§ **Selected text**
=====

POOJA NANSI 40
She’s Singapore’s first Youth Poet Ambassador and the director of the Singapore Writers Festival since 2019. Pooja Nansi also published the poetry collection We Make Spaces Divine last year, and founded the performance and page poetry platform Speakeasy.
“Especially for women, I think the narrative of ageing is such a patriarchal one. The idea that the older a woman gets, the less desirable she becomes, because youth is the goal to strive for: anti-ageing and anti-wrinkle creams in the beauty industry, the narrative that there’s an urgency to achieve things in your youth – like getting married or having children – these are the narratives I think all women have come up against at some point. I don’t really know what age means, to be honest. But I do think ageing for me so far has meant living, and therefore wisdom. I do know that the older I’ve gotten, the more I’ve seen and the more
I understand – or I hope so anyway.
I remember being in my 20s and having this deep anxiety of turning 30. Now, anytime I hear younger women expressing those feelings, I always tell them: Your 30s are going to be incredible and so much better than your 20s. They were for me, and I was so much more sure of who I was. Of course, there was some anxiety about turning 40, but oddly enough, there was some excitement too: I was personally going through so much, I had just had a baby at 38, and my body had changed in ways I had never even imagined – it was like I was trying to relearn myself.

=====

Point annotation records
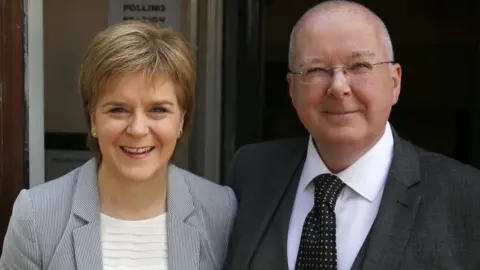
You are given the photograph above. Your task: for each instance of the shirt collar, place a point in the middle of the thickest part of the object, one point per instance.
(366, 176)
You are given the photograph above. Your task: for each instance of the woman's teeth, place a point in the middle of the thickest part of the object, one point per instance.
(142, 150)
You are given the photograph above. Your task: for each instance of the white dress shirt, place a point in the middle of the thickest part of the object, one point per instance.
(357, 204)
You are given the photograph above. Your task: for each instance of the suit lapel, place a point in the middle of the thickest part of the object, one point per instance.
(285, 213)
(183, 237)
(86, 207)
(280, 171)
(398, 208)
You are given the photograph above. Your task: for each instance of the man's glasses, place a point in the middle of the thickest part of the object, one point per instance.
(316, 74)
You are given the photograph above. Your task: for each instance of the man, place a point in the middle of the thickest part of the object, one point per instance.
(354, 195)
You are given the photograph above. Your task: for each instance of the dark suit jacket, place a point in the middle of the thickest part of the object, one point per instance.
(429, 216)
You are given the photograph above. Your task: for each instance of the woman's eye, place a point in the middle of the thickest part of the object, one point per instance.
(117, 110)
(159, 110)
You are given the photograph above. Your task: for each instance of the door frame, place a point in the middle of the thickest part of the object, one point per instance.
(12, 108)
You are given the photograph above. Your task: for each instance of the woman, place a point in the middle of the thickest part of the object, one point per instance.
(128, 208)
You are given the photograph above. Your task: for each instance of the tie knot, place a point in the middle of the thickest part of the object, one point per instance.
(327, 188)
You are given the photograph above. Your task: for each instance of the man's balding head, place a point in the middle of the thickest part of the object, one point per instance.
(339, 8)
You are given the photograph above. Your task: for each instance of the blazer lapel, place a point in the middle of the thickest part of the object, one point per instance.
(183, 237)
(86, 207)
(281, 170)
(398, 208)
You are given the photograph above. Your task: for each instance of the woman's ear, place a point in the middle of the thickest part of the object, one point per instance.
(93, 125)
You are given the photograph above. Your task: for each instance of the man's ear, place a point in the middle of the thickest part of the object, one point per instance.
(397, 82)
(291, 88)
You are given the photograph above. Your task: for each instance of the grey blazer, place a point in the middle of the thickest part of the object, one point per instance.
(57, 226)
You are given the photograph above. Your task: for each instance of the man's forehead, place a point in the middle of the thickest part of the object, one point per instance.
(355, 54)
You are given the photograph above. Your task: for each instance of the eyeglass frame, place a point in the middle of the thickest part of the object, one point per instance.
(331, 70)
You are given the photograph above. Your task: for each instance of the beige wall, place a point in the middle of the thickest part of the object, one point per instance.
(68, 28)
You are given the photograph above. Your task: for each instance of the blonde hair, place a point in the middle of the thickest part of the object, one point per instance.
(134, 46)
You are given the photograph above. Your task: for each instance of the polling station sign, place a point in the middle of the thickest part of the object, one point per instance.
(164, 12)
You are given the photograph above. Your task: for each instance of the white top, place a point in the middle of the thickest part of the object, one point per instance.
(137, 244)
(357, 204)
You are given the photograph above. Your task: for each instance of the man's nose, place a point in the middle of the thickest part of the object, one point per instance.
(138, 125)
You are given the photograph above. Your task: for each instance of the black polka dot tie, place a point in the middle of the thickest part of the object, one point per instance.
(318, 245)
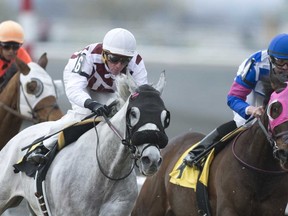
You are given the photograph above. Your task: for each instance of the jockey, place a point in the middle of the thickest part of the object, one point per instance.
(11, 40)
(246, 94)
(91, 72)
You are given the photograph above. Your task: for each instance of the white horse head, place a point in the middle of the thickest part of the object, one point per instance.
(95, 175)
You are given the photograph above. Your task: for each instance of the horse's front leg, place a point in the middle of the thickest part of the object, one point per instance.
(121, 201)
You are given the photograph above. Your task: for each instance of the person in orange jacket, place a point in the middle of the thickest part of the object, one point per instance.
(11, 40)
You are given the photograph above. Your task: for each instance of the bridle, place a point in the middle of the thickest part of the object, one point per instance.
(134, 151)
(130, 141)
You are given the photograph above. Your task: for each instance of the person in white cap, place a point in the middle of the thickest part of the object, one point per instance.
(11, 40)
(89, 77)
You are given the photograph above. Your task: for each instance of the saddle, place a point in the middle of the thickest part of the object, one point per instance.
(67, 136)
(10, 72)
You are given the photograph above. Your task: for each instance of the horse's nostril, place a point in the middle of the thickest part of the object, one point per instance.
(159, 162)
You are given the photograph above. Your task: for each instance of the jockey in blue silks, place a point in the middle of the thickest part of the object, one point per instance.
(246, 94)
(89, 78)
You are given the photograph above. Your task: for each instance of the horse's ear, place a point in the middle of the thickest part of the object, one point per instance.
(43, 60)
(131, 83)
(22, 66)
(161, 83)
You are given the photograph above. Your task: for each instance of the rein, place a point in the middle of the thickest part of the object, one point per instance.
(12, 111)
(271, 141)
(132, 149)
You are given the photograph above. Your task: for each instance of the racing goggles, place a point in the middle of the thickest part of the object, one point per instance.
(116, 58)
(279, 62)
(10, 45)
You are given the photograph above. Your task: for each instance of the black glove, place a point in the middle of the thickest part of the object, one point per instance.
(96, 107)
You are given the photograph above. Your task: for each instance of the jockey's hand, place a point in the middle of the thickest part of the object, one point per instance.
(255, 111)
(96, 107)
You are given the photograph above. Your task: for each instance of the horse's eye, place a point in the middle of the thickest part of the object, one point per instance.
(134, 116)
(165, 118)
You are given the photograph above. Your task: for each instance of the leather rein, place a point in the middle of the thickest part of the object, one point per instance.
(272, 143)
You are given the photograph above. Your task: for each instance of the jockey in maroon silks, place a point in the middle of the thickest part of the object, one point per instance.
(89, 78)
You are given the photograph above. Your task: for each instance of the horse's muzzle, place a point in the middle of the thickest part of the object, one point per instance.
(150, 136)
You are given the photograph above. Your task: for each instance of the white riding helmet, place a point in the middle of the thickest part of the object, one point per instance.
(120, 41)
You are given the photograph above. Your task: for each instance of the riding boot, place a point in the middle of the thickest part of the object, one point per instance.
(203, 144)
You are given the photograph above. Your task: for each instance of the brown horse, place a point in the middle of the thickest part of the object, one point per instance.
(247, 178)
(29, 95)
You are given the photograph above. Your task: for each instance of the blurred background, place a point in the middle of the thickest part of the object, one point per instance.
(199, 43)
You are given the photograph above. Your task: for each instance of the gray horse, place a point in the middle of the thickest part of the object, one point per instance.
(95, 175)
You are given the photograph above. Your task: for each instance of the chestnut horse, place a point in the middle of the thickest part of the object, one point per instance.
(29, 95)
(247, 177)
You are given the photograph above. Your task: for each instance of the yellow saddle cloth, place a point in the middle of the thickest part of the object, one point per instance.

=====

Summarize the profile of Pooja Nansi above in two sentences.

§ **Exercise solution**
Pooja Nansi is Singapore's first Youth Poet Ambassador, has directed the Singapore Writers Festival since 2019, published the poetry collection We Make Spaces Divine and founded the poetry platform Speakeasy. She calls the narrative of ageing for women a patriarchal one and says ageing has meant living and wisdom for her; her 30s were better than her 20s, and she approached 40 with both anxiety and excitement after having a baby at 38.